[start Data]
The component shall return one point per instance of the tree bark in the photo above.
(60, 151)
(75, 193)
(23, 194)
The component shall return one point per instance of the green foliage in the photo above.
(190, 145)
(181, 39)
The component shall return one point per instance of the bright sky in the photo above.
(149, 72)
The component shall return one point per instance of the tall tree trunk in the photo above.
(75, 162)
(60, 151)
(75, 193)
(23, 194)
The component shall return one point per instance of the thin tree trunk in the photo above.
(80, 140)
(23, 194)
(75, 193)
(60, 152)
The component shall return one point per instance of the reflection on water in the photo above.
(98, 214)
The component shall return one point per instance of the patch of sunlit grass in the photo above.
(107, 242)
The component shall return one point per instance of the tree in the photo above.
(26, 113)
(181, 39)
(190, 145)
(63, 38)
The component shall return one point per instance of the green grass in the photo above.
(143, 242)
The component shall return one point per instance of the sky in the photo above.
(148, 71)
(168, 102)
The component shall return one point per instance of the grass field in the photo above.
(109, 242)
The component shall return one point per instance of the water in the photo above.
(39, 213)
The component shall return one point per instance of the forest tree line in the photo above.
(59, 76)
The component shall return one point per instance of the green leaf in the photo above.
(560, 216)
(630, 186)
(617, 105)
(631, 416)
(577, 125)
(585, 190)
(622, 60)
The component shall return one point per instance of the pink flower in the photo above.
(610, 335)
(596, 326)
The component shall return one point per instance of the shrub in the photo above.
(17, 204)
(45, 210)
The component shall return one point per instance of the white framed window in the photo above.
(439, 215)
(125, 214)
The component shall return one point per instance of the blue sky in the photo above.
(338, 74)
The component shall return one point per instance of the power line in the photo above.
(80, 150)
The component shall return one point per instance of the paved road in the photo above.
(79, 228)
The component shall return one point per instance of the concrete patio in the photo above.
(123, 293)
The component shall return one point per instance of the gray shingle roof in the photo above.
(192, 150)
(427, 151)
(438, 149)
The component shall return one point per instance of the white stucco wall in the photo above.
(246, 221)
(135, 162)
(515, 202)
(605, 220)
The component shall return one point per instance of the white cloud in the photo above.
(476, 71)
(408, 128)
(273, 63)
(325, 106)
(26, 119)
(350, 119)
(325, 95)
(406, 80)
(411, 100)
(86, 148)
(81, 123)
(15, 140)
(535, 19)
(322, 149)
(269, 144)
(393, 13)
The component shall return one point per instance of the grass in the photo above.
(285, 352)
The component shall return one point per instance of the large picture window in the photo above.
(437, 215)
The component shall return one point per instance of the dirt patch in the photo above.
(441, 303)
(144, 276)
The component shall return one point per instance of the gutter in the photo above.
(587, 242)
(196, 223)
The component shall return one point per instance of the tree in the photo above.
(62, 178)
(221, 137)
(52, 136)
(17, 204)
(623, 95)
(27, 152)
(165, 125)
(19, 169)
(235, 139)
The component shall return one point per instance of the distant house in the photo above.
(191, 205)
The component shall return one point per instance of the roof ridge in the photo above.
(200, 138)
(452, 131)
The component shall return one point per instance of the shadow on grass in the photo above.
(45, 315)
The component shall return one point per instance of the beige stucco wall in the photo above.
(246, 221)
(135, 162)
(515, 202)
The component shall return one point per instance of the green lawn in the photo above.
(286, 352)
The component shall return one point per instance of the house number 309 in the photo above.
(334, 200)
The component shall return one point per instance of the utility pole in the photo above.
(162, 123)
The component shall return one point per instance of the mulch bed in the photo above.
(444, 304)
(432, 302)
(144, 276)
[end Data]
Instruction: Please transcribe the listing verbatim, starting at the line that contains "The component shall return one point per instance of the distant" and ending with the final line of the listing.

Task output:
The component shall return one point per instance of the distant house in the photo above.
(191, 205)
The component shall return one point per instance of the roof ridge in the photo above.
(200, 138)
(452, 131)
The component shall return one point per instance of the shadow on grass in the photo above.
(45, 315)
The component shall return one point per instance of the beige stucco wall in the photo above.
(246, 221)
(135, 162)
(515, 202)
The component shall return one point per instance of the green lawn in the photo above.
(286, 352)
The component shall return one point per instance of the house number 309 in the photo above.
(334, 200)
The component shall return one point per instance of the utility pole in the photo above.
(162, 123)
The component shall return one point per instance of the mulch bed in the photo above.
(444, 304)
(432, 302)
(144, 276)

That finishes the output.